• [КОРОТКАЯ ЗАДАЧА A]
Из кого состояло семейство Ивановых, согласно документу о представлении в Ленинске?

• [ДОКУМЕНТ]
★ ★ ★ ★ ★ ★ ★

Когда мы вернулись к единственному светлому пятну Ленинска — пятну, отбрасываемому фонарями Дома приезжих, в глаза нам бросилась афиша, писанная от руки, видимо, старательным и малограмотным человеком:
Семейство Ивановых.
С собачками.
И многие прочие дивертисменты.
Мы отправились на семейство Ивановых с собачками. Семейство сие, как мы увидели, состояло из разбитного добродушного парня лет шестнадцати, ловкого и остроумного, появляющегося на сцене то дрессировщиком собак и белых крыс, то — через пять минут — клоуном, и умеющего занять публику, — и старой матери его, переодетой мальчишкой, в кепке и брюках клеш…
Старческий голос ее звучал застенчиво и жалко и она все время ошибалась и, по привычке, говорила о себе в женском роде, когда подавала сыну реплики… тут же поправляясь и это выходило еще <хуже>.
Публика хлопала каждому номеру, но в то же время раздавались выкрики:
— Мало! Мало! Еще!.. За билет <дву>гривенный плачено.

★ ★ ★ ★ ★ ★ ★

• [ПРЕДОСТАВЛЕННЫЙ СПИСОК]
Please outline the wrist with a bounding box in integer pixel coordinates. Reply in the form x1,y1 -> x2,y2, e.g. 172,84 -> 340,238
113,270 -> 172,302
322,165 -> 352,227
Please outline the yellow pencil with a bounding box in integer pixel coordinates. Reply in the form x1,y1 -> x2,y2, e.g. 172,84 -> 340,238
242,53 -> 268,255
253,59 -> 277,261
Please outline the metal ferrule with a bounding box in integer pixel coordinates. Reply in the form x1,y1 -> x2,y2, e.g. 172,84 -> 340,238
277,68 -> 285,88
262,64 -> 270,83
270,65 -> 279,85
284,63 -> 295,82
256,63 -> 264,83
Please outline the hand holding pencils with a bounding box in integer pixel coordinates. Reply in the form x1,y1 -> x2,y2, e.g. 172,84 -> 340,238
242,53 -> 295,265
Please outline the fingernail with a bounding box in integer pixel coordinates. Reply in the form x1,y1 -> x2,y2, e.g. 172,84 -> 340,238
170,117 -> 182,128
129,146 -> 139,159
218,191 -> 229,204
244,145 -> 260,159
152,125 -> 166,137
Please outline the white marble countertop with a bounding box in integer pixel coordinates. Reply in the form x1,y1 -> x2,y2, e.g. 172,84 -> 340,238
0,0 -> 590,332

★ ★ ★ ★ ★ ★ ★

• [КОРОТКАЯ ЗАДАЧА B]
Выберите из списка все строки, в которых встречается слово «fingernail».

• [ИТОГОВЫЙ ОТВЕТ A]
Из разбитного добродушного парня лет шестнадцати и его старой матери, переодетой мальчишкой.

• [ИТОГОВЫЙ ОТВЕТ B]
Please outline the fingernail with a bounding box in integer pixel coordinates. Reply in the form x1,y1 -> x2,y2, e.g. 172,84 -> 340,238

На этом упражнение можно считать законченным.